Point-per-instance localization data
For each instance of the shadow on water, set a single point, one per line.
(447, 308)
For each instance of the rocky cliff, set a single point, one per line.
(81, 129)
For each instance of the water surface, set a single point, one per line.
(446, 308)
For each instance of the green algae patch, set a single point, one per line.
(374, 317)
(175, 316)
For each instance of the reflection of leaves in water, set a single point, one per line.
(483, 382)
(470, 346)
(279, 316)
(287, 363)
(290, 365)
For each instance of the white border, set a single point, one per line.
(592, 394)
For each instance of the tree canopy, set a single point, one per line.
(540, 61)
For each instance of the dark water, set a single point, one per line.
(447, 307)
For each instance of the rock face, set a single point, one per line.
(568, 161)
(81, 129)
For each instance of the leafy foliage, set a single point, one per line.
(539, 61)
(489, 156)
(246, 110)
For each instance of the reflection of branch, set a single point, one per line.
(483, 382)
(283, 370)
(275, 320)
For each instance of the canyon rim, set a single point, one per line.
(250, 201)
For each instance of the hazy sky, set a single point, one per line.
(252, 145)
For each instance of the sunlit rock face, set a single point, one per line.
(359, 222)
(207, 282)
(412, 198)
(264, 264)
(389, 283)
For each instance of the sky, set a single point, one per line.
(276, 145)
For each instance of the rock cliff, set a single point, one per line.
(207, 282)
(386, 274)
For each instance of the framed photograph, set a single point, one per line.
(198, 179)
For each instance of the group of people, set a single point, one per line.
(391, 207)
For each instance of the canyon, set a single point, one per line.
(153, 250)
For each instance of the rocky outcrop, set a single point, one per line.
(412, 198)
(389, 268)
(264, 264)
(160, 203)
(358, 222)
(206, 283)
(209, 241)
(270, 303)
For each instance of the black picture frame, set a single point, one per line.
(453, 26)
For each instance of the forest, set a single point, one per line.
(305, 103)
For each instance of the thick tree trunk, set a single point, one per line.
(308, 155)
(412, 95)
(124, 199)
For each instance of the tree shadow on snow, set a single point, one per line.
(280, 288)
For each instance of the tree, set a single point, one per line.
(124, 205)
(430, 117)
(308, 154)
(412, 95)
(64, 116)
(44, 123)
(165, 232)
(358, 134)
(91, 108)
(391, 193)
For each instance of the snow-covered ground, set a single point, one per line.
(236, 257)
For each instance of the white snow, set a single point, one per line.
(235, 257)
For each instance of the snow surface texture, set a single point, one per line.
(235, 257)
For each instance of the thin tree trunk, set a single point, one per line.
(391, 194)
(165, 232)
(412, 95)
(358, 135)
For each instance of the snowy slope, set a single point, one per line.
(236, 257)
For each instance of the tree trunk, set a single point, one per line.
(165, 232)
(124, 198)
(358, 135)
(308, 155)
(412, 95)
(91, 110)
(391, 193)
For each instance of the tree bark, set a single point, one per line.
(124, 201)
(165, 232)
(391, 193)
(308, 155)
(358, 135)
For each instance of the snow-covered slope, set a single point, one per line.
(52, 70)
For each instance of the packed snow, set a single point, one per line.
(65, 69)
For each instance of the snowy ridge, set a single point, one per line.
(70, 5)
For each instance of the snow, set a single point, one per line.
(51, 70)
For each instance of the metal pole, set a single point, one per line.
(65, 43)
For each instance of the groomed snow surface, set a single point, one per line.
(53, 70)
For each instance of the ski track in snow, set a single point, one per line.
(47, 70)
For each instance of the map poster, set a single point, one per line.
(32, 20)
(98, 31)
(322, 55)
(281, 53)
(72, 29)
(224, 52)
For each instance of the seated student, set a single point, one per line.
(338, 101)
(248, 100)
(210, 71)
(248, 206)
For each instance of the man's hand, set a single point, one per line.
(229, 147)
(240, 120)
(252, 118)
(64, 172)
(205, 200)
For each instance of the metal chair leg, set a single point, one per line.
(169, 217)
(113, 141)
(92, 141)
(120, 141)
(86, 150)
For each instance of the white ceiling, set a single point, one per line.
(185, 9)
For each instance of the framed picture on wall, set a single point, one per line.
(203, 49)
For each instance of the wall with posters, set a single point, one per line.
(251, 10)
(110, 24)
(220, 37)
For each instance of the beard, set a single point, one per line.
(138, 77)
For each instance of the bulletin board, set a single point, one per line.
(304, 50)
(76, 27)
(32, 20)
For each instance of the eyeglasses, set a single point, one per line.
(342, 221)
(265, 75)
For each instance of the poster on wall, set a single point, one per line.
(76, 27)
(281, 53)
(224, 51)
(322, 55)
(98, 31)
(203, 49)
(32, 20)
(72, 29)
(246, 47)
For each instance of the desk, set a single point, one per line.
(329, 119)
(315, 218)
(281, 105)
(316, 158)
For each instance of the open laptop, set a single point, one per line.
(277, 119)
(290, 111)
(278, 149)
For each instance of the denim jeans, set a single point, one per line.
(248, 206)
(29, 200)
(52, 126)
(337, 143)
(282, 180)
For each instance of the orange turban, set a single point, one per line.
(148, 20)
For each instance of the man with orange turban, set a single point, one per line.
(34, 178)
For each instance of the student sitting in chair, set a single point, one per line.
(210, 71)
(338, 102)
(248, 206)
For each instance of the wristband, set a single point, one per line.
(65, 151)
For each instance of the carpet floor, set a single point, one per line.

— WHAT YOU ARE ASKED TO DO —
Please retype the records above starting with the line that contains "For each instance of the wristband, set" and stopping after the last line, changing nothing.

— OUTPUT —
For each instance of the wristband, set a single point, one per line.
(65, 151)
For each instance of the carpet floor, set a single point, one per line.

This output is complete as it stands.